+++ Material for the task

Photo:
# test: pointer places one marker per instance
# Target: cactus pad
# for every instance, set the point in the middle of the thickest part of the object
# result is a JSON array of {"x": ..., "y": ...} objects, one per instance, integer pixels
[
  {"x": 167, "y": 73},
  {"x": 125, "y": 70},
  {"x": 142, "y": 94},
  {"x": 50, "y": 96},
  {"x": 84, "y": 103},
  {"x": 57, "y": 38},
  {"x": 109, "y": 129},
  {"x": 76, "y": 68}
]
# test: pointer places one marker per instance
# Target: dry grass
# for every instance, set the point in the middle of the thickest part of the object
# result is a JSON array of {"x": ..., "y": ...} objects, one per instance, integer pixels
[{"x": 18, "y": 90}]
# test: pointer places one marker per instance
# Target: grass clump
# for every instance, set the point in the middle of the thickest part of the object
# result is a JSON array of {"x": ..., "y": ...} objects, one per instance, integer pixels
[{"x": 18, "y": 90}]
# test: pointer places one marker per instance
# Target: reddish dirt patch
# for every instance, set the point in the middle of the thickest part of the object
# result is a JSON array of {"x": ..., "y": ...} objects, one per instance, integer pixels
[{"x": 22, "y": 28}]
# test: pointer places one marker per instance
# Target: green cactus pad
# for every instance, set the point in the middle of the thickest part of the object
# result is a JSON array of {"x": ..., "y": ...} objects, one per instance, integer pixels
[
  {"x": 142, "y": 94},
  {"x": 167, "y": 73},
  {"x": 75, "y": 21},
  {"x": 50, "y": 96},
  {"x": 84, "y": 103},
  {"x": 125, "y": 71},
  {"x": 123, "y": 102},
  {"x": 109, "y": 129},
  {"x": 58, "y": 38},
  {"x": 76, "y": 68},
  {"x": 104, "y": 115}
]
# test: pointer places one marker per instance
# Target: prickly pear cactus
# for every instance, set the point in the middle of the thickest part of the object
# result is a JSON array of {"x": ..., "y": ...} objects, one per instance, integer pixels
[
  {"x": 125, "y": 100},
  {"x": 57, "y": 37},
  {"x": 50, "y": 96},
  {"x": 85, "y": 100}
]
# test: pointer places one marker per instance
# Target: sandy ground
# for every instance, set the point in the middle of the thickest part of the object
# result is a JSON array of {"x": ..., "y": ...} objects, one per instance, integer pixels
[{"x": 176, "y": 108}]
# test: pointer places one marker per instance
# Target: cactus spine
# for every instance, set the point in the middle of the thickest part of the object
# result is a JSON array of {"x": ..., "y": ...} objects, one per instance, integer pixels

++++++

## What to work on:
Give the entries again in full, with nothing changed.

## Result of the task:
Photo:
# test: pointer places one marker per instance
# Target: cactus pad
# for every instance, set the point in the middle of the thickest part of the object
# result is a JSON array of {"x": ..., "y": ...} objects, one per instance, integer pixels
[
  {"x": 167, "y": 73},
  {"x": 125, "y": 70},
  {"x": 142, "y": 94},
  {"x": 50, "y": 96},
  {"x": 84, "y": 103},
  {"x": 57, "y": 38},
  {"x": 109, "y": 129},
  {"x": 76, "y": 68}
]
# test: pointer places one marker per instance
# Target: dry grass
# for every instance, set the point in the middle of the thickest part of the object
# result is a JSON array of {"x": ..., "y": ...} objects, one per instance, integer pixels
[{"x": 18, "y": 90}]
# test: pointer places one marker per instance
# Target: grass clump
# for every instance, set the point in the middle of the thickest part of the object
# result is a JSON array of {"x": ..., "y": ...} objects, one per instance, integer pixels
[{"x": 18, "y": 90}]
# test: pointer places one marker per instance
# Target: reddish dirt patch
# for every instance, set the point in the middle of the thickest part of the object
# result is a JSON array of {"x": ..., "y": ...} objects, one per instance, integer pixels
[{"x": 22, "y": 28}]
# test: pointer places one marker per instance
# Target: green cactus pad
# for every instance, set the point in the middle of the thickest part of the object
# result is a JSON array of {"x": ..., "y": ...} objects, one per instance, integer pixels
[
  {"x": 142, "y": 94},
  {"x": 167, "y": 73},
  {"x": 75, "y": 21},
  {"x": 50, "y": 96},
  {"x": 84, "y": 103},
  {"x": 125, "y": 71},
  {"x": 123, "y": 102},
  {"x": 109, "y": 129},
  {"x": 58, "y": 38},
  {"x": 76, "y": 68},
  {"x": 104, "y": 115}
]
# test: pointer places one marker per instance
# Target: prickly pear cactus
# for every instance, set the point in the middle of the thickest part of the object
# result is a JSON array of {"x": ..., "y": ...} objects, one per instance, integer pixels
[
  {"x": 125, "y": 100},
  {"x": 57, "y": 37},
  {"x": 50, "y": 96},
  {"x": 85, "y": 100}
]
# test: pointer places one marker per instance
# Target: sandy ground
# for every instance, set the point in the middle of the thickest part of the object
# result is a JSON array of {"x": ..., "y": ...} objects, one per instance, integer pixels
[{"x": 176, "y": 108}]
# test: pointer places one marker per instance
# Target: cactus spine
# for every instance, set the point in the middle of the thickest part of the object
# result is a JSON array of {"x": ..., "y": ...} objects, one per instance, integer pixels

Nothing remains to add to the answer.